Aim of the task: Please copy exactly the lines from the top of the data through the line containing "x=175, y=196", and nothing else.

Data in this exercise:
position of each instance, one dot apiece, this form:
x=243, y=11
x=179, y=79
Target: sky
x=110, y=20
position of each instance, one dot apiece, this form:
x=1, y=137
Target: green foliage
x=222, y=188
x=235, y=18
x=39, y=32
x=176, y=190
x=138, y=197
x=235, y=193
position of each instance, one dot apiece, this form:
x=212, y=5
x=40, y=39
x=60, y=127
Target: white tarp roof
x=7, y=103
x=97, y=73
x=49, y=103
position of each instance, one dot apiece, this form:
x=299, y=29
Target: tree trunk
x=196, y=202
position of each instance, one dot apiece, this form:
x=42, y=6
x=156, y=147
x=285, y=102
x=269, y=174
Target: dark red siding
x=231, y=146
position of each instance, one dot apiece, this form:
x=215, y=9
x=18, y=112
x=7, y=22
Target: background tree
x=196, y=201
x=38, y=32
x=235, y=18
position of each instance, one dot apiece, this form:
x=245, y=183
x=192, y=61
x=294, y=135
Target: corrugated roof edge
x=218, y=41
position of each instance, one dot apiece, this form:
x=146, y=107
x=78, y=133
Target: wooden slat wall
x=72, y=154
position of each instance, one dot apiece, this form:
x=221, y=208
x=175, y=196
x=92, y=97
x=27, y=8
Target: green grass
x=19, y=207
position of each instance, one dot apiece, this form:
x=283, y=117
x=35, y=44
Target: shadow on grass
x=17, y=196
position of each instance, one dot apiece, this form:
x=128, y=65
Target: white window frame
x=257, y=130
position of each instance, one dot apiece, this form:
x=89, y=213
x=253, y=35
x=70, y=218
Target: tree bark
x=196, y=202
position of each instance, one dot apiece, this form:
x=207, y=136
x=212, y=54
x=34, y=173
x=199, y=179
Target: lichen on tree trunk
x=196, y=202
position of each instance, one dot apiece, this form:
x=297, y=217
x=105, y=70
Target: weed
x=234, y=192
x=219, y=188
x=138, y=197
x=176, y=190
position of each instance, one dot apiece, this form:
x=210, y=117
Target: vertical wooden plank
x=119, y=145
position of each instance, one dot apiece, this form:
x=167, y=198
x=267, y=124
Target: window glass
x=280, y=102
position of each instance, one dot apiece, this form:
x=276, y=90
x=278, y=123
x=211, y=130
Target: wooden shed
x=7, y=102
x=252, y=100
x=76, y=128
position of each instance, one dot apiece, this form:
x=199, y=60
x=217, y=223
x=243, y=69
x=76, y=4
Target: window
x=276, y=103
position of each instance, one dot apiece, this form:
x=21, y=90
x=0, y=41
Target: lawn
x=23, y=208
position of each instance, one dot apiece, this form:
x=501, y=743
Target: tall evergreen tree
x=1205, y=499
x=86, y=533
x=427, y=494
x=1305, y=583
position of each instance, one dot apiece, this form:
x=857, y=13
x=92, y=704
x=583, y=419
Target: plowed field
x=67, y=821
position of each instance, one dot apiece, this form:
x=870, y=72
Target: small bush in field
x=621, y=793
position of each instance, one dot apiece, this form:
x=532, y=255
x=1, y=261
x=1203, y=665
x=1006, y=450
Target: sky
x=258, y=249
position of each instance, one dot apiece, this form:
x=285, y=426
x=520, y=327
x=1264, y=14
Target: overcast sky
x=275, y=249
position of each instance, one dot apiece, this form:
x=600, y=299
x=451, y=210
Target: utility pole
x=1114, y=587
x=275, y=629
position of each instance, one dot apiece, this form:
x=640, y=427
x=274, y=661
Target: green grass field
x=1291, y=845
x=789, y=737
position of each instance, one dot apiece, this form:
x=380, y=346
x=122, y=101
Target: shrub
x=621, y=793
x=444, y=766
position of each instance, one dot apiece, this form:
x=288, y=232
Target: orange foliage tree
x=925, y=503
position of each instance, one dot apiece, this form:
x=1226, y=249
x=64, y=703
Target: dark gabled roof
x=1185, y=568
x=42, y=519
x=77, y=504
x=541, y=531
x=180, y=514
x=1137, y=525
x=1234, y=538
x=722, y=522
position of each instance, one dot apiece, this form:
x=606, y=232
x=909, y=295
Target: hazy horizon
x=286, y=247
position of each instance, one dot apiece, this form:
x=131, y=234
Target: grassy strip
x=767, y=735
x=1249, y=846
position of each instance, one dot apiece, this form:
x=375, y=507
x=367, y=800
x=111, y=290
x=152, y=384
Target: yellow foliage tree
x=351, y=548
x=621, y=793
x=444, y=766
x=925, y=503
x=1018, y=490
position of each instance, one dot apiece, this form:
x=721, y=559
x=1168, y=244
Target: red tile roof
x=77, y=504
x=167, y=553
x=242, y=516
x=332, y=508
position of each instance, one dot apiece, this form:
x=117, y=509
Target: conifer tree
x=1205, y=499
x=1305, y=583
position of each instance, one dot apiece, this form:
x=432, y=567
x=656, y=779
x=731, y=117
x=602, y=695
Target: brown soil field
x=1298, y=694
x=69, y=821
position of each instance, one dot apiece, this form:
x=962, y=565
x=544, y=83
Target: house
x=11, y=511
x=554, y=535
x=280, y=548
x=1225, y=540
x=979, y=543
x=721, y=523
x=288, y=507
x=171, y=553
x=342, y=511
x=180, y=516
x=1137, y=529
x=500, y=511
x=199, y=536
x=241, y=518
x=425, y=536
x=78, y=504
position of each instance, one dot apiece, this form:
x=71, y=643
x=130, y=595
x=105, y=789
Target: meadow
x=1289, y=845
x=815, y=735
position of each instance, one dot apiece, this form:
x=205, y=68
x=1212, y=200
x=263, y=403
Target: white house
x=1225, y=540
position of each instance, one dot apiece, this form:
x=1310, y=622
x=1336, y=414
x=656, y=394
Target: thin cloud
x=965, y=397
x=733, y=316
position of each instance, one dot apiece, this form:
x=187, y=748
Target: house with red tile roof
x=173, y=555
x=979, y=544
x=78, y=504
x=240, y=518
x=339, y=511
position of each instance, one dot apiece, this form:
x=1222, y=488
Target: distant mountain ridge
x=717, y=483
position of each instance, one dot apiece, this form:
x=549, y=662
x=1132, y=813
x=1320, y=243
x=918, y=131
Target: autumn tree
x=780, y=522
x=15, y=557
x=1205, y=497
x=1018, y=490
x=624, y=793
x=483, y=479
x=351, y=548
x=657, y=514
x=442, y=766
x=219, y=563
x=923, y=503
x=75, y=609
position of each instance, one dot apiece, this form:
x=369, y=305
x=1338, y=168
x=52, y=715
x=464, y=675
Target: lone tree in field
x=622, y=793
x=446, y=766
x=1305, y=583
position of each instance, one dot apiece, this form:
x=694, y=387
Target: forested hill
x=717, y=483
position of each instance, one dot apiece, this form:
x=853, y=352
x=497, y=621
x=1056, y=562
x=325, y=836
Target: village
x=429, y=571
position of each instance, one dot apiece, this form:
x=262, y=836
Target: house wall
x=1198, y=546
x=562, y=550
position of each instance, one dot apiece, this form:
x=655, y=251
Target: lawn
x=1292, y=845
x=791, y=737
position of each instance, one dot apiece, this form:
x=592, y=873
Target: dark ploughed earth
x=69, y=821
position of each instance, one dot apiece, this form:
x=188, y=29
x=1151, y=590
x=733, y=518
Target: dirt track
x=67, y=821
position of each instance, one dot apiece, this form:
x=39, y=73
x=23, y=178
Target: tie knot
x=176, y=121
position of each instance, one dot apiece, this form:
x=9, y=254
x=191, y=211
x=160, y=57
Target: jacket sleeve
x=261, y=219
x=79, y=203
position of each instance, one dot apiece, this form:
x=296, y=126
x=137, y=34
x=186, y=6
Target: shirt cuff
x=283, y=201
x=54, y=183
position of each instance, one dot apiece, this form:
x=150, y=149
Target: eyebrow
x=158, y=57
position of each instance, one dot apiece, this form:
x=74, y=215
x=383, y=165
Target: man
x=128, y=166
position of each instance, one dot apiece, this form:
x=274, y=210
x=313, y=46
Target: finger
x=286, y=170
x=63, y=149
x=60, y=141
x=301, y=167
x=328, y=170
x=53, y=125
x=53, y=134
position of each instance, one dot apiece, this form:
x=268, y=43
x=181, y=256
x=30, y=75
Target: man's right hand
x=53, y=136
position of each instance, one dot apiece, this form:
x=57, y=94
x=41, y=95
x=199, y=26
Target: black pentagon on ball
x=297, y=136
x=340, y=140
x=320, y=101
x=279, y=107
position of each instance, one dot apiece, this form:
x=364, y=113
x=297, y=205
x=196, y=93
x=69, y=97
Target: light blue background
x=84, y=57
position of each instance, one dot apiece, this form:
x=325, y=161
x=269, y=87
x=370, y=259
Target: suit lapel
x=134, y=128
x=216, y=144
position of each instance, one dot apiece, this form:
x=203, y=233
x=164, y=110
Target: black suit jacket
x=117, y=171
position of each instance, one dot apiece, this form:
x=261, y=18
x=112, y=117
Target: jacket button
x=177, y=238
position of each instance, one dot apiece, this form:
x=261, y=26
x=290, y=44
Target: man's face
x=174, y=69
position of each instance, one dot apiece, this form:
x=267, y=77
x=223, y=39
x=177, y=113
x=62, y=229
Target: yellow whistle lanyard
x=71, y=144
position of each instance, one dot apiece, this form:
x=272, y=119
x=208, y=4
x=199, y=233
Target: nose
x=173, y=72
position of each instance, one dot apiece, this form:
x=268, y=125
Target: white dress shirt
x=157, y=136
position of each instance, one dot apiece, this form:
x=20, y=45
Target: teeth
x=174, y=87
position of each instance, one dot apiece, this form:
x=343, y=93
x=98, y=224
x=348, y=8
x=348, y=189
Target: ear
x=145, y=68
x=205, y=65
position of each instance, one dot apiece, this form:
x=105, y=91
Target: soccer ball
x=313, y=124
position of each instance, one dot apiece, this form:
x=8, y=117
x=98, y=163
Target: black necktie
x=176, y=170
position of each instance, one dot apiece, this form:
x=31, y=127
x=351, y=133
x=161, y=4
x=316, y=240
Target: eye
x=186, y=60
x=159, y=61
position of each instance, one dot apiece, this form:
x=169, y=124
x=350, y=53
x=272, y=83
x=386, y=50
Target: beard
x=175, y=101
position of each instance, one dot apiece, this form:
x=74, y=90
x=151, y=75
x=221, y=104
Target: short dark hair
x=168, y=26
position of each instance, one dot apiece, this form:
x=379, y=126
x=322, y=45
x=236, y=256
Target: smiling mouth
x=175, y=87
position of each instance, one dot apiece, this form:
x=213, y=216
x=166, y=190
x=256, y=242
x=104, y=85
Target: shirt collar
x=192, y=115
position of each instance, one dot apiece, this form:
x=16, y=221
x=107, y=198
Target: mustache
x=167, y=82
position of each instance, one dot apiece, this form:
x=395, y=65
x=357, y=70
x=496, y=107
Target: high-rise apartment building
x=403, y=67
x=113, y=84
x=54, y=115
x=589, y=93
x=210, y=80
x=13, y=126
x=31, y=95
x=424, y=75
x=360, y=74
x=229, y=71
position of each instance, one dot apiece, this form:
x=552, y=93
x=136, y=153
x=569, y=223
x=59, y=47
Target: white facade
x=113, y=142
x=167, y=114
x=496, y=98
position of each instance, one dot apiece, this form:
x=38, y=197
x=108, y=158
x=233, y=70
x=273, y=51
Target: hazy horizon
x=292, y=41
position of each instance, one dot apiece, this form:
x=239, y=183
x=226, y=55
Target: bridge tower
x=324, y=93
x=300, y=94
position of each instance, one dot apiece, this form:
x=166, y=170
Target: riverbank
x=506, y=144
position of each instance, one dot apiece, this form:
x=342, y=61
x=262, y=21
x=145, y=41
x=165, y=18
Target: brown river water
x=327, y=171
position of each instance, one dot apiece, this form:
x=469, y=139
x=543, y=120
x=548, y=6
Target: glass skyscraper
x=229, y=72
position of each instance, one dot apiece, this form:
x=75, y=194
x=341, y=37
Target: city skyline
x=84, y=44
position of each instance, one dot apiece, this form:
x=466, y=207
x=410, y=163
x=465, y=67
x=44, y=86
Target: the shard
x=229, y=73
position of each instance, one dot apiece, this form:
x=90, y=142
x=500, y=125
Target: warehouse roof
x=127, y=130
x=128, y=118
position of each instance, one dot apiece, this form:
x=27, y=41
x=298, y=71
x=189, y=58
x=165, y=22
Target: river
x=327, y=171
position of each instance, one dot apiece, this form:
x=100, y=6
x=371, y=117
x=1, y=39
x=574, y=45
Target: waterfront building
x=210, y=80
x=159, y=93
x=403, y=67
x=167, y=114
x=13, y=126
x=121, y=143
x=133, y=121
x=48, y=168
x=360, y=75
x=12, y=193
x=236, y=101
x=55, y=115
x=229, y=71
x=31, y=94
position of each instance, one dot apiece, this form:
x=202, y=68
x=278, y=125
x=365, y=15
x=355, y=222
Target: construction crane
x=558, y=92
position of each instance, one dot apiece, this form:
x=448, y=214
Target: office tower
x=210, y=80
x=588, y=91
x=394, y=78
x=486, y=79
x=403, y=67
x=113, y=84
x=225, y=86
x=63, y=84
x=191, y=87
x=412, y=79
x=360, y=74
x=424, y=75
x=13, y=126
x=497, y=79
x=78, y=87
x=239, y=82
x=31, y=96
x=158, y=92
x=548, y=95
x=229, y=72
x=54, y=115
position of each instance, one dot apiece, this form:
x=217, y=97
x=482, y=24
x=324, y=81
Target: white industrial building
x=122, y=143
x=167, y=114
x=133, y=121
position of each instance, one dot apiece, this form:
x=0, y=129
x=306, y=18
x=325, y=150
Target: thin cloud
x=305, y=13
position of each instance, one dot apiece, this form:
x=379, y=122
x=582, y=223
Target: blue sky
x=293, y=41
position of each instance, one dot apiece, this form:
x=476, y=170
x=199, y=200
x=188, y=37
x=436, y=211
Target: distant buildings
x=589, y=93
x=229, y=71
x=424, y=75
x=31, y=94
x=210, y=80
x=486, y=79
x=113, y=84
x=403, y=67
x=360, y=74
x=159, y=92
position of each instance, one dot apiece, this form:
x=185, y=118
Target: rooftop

Exercise output:
position of each instance, one dot apiece, this form:
x=243, y=11
x=179, y=79
Target: sky
x=110, y=20
position of each instance, one dot apiece, this form:
x=1, y=137
Target: green foliage
x=222, y=188
x=235, y=18
x=39, y=32
x=176, y=190
x=138, y=197
x=235, y=193
position of each instance, one dot apiece, this form:
x=212, y=5
x=40, y=39
x=60, y=127
Target: white tarp roof
x=7, y=103
x=97, y=73
x=49, y=103
position of each instance, one dot apiece, this form:
x=299, y=29
Target: tree trunk
x=196, y=202
position of each instance, one dot apiece, this form:
x=42, y=6
x=156, y=147
x=285, y=102
x=269, y=174
Target: dark red siding
x=231, y=146
position of each instance, one dot apiece, this form:
x=215, y=9
x=18, y=112
x=7, y=22
Target: background tree
x=196, y=201
x=38, y=32
x=235, y=18
position of each instance, one dot apiece, this form:
x=245, y=183
x=192, y=61
x=294, y=135
Target: corrugated roof edge
x=218, y=41
position of each instance, one dot apiece, this form:
x=146, y=107
x=78, y=133
Target: wooden slat wall
x=72, y=154
position of each instance, one dot apiece, this form:
x=221, y=208
x=175, y=196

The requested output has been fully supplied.